→ PROMPT
Please locate each row below that contains the word "riding" and copy those rows.

→ INPUT RECORDS
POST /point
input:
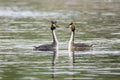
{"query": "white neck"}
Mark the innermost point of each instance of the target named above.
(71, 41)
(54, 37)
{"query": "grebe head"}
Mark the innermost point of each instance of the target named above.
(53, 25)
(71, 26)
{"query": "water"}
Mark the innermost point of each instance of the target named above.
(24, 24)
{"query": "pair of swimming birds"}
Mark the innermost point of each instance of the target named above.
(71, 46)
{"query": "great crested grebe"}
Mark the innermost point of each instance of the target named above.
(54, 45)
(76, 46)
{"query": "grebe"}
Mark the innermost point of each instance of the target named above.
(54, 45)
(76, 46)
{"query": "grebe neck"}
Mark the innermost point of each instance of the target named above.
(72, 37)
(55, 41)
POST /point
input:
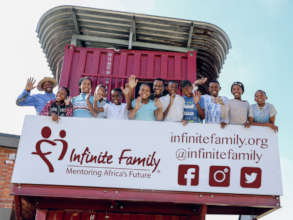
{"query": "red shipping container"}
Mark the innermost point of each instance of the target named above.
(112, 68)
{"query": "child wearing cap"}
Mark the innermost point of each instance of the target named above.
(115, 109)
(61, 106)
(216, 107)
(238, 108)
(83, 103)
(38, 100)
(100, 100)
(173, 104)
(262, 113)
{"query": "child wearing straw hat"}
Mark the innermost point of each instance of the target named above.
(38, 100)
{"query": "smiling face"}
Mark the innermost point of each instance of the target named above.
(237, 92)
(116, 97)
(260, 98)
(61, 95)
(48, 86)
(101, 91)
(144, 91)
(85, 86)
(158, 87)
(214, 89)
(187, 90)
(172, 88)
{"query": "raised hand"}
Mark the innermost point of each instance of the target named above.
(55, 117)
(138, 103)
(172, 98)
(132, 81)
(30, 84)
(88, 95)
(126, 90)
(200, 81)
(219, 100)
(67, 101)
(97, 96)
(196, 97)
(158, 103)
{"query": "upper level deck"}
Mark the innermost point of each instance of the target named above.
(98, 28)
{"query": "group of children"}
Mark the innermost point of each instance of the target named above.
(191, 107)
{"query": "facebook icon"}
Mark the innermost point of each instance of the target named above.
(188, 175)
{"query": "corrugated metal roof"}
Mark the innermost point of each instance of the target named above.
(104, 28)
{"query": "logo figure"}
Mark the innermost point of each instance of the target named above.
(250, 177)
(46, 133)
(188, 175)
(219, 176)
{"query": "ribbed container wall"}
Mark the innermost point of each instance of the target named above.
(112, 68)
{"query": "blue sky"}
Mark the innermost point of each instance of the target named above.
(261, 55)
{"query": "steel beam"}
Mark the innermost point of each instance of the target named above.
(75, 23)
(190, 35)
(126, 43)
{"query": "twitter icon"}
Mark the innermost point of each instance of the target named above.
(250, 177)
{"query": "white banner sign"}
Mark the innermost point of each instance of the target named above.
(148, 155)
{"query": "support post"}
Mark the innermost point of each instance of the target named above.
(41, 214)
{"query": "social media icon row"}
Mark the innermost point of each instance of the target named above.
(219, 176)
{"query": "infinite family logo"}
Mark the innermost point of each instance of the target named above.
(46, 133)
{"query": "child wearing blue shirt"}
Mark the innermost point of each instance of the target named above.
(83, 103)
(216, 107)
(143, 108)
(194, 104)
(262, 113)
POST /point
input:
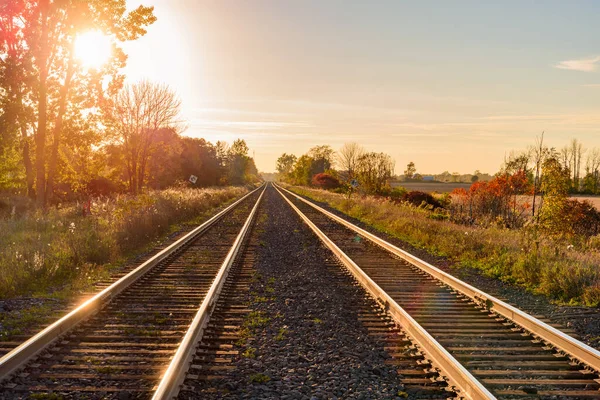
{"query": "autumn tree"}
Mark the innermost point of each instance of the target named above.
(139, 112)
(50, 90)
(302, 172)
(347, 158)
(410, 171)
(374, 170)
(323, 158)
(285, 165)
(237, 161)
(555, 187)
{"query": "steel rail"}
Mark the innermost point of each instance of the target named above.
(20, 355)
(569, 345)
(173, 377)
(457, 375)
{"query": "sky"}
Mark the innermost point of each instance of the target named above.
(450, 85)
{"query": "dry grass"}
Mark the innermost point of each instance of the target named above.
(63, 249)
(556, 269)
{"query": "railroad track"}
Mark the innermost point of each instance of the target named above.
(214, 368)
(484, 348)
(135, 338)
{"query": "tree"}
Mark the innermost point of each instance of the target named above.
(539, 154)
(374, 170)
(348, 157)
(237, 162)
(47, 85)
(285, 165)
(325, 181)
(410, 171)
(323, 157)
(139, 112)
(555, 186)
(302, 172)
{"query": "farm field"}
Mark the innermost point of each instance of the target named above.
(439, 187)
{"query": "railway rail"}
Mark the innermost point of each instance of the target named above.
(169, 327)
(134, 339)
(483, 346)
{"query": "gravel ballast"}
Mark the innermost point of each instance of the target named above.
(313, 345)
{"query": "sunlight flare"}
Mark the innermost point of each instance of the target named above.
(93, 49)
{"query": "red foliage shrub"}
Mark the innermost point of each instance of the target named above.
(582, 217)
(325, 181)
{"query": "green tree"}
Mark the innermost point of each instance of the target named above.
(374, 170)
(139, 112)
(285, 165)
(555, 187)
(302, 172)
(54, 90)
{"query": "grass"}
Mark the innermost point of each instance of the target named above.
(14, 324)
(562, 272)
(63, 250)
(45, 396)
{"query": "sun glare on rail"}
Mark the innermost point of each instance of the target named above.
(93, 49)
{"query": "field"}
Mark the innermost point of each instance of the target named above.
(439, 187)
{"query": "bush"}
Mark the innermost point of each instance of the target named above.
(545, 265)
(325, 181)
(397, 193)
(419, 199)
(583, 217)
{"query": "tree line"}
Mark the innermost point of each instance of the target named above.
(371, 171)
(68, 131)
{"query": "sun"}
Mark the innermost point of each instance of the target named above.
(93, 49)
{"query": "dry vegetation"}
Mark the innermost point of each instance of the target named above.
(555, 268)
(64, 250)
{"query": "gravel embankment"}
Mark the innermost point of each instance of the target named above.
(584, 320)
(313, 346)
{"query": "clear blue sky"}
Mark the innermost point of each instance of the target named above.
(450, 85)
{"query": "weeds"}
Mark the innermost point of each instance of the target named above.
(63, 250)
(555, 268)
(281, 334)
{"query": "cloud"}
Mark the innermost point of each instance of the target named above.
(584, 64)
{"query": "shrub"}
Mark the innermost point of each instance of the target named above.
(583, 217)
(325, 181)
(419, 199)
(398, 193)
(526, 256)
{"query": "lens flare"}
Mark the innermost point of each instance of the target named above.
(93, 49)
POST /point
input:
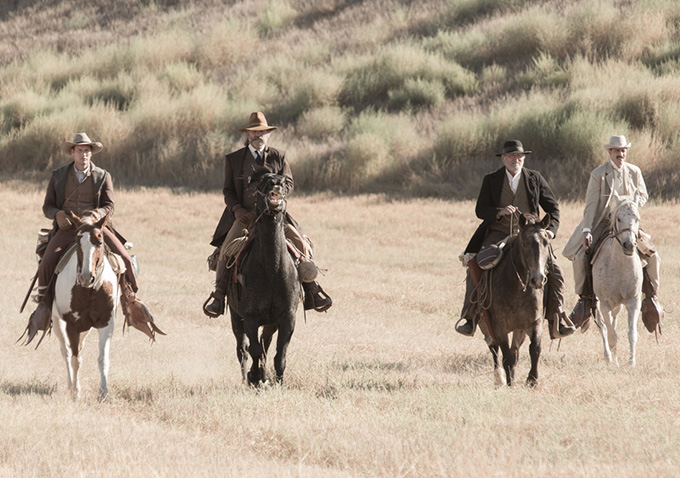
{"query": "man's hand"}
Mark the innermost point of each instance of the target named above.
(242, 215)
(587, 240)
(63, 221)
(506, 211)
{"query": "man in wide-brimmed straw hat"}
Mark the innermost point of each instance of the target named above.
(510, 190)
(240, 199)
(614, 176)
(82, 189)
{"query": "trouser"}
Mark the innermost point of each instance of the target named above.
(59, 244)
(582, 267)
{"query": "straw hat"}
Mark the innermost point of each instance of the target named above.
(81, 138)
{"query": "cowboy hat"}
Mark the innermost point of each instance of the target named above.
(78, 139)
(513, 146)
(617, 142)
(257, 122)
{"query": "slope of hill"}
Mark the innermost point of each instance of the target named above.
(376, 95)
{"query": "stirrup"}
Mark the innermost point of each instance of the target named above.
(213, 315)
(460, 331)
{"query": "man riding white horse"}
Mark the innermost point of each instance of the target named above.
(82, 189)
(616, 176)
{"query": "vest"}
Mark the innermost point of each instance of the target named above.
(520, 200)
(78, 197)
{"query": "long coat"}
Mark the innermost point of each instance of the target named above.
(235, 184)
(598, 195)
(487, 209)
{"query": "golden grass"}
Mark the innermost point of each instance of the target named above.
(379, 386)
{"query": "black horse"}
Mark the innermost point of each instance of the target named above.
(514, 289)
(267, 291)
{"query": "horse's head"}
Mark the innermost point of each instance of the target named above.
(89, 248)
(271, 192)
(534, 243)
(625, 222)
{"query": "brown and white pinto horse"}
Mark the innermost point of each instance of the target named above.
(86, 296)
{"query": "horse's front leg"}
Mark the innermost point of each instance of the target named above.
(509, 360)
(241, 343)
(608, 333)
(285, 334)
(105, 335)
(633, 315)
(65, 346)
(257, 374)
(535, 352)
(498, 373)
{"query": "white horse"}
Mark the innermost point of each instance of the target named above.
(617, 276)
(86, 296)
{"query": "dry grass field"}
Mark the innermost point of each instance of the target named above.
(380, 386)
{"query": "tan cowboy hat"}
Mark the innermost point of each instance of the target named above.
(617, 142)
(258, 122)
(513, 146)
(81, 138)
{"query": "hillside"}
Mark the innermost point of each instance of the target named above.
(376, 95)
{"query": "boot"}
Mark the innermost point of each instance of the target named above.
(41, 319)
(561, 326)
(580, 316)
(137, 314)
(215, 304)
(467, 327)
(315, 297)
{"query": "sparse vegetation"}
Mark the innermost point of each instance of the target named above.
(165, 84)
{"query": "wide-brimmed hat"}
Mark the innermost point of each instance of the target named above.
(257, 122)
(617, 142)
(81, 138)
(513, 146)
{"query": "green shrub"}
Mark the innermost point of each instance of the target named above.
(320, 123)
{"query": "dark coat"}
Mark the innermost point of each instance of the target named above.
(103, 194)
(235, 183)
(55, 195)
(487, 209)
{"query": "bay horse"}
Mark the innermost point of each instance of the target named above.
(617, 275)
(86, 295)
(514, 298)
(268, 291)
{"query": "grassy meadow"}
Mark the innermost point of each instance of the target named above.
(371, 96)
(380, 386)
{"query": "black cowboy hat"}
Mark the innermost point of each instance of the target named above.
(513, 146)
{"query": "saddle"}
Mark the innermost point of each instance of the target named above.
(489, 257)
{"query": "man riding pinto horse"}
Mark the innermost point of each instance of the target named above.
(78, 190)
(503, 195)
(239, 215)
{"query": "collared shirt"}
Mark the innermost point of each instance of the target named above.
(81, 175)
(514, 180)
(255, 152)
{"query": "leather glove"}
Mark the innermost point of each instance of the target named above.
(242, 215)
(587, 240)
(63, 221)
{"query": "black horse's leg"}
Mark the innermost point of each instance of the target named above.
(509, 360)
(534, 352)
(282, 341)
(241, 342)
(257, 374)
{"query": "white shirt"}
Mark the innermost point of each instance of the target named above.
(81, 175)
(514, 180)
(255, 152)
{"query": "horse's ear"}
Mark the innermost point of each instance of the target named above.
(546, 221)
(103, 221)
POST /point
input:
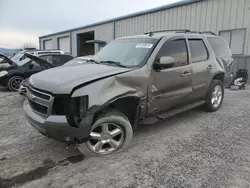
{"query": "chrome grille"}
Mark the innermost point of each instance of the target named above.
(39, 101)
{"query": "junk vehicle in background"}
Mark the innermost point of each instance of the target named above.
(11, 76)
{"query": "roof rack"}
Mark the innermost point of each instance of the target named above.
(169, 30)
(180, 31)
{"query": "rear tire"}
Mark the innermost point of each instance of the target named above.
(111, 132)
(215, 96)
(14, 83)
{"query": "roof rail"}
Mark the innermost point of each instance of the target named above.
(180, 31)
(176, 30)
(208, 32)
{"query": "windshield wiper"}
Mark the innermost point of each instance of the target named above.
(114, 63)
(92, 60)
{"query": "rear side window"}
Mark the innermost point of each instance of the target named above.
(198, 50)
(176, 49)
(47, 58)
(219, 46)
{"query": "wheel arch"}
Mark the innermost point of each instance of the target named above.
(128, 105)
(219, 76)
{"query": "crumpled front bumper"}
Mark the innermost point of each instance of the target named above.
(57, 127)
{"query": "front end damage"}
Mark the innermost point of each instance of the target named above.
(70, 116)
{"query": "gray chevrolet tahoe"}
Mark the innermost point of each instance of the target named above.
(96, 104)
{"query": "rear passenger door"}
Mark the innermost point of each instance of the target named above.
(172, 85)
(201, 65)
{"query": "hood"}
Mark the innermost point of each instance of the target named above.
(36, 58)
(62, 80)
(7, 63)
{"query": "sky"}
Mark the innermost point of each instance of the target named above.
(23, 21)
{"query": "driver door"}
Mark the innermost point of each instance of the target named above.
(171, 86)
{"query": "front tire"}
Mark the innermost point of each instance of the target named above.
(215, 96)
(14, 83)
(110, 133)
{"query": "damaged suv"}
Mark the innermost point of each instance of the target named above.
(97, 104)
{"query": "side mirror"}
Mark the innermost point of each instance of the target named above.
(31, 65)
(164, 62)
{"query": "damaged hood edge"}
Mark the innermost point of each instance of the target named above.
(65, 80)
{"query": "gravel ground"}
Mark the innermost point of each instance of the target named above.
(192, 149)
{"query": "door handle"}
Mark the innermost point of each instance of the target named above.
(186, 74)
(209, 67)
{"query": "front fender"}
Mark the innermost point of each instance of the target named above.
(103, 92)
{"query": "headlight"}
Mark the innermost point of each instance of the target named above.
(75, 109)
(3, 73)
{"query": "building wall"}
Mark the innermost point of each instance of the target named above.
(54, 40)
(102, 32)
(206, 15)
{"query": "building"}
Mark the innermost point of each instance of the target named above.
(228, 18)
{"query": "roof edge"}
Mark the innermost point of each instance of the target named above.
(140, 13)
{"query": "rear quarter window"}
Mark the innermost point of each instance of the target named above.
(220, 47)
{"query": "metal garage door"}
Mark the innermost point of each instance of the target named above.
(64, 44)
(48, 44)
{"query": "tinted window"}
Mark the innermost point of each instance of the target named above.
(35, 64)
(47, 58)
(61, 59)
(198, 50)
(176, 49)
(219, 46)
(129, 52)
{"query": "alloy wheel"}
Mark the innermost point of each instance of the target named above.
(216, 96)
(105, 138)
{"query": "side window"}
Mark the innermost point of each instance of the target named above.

→ OUTPUT FOR THIS EXERCISE
{"query": "man riding white horse"}
{"query": "man riding pinto horse"}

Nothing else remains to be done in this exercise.